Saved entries
§ §
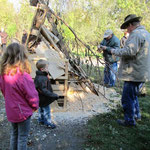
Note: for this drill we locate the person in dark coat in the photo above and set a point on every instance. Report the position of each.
(111, 67)
(134, 67)
(46, 95)
(123, 39)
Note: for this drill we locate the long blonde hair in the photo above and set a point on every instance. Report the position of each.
(14, 58)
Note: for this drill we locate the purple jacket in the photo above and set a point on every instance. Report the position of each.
(21, 97)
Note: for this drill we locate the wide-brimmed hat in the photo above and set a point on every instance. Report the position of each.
(130, 18)
(107, 33)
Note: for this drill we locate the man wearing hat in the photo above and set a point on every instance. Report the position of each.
(134, 67)
(109, 41)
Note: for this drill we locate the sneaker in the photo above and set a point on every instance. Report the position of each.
(51, 125)
(124, 123)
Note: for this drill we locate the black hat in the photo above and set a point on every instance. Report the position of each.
(130, 18)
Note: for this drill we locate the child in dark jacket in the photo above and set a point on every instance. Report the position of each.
(46, 95)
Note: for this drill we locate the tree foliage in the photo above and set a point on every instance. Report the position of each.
(88, 18)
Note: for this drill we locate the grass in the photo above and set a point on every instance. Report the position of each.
(105, 134)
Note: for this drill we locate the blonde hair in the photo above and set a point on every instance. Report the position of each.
(14, 58)
(41, 64)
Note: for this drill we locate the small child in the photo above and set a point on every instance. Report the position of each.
(18, 89)
(46, 94)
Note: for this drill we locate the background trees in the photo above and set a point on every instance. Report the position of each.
(88, 18)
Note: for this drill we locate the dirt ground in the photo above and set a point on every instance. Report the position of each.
(71, 130)
(69, 135)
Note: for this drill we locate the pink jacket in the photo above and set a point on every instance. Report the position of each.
(21, 97)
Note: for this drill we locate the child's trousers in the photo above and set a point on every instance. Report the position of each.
(19, 135)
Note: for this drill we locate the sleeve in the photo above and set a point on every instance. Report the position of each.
(115, 45)
(131, 48)
(44, 91)
(29, 91)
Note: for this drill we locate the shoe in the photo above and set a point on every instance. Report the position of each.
(51, 125)
(124, 123)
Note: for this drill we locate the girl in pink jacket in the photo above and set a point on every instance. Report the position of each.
(18, 89)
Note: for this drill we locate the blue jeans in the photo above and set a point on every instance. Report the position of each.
(109, 74)
(19, 135)
(130, 102)
(44, 115)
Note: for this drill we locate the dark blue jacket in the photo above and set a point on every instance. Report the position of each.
(114, 42)
(43, 86)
§ §
## [WORK REQUIRED]
Copy each entry above exactly; drop the pictures.

## [TASK RESULT]
Note: for this drill we locate the person in dark coat in the photo above and set a point on every instance. Report the position of each.
(111, 67)
(134, 67)
(46, 95)
(123, 39)
Note: for this drill we locate the long blonde hair in the photo above and set a point on every instance. Report the position of each.
(14, 58)
Note: for this drill we locate the purple jacket in the photo above and set a point on every instance. Report the position of each.
(21, 97)
Note: for this drill we locate the wide-brimmed hat in the photo above and set a point on every instance. Report the position of each.
(130, 18)
(107, 33)
Note: for this drill we locate the man wearing hat in the photo above and set a point on every instance. Report the position of each.
(134, 67)
(109, 41)
Note: for this drill we locate the sneaker in the photo above and set a point on every instance. Report the position of each.
(51, 125)
(124, 123)
Note: for this drill we locate the black hat in the photo above and set a point on every instance. Report the position of each.
(130, 18)
Note: for this drill we locate the child in dark jacket in the photo above and set a point on every instance. Report the position of each.
(46, 95)
Note: for this drill we locate the tree foliage in the photo above and set a point on every instance. Report the position of each.
(88, 18)
Note: for this drill we locate the grass in the photo above and set a point on every instance. Report the position of each.
(105, 134)
Note: for this drill we locate the blonde hair in the photo above and set a point on every instance. Report the position of each.
(14, 58)
(41, 64)
Note: for this drill we locate the small child in the photo above and set a point on every instance. Report the position of each.
(18, 89)
(46, 94)
Note: for this drill we locate the background trees in the photo above and set a point on every instance. Report the position of each.
(88, 18)
Note: for this drill we locate the dirt ground in the photo above and set a point on every instance. Report the position of each.
(71, 130)
(69, 135)
Note: for this drill we locate the pink jacket in the photo above and set a point on every instance. Report the position of each.
(21, 97)
Note: for this drill we locate the child's trousers in the photo above and set a point on every instance. Report the position of each.
(19, 135)
Note: for this drill we locate the sleeve in the photo above and set a point on every instance. Report the position of each.
(115, 45)
(131, 48)
(44, 91)
(29, 91)
Note: for this drill we locate the shoe in the photo above and set a point on every instance. Report the position of each.
(51, 125)
(124, 123)
Note: for this drill we locate the girl in pink jacket in the photo above and set a point on every instance. Report the position of each.
(18, 89)
Note: for this drill we locate the blue jeans in the photo above and set a point on every instance. Report the position of each.
(109, 74)
(19, 135)
(130, 102)
(44, 115)
Note: for this drill we locate the dark blue jacket in the photo above and set a point on every instance. Report the position of each.
(114, 42)
(43, 86)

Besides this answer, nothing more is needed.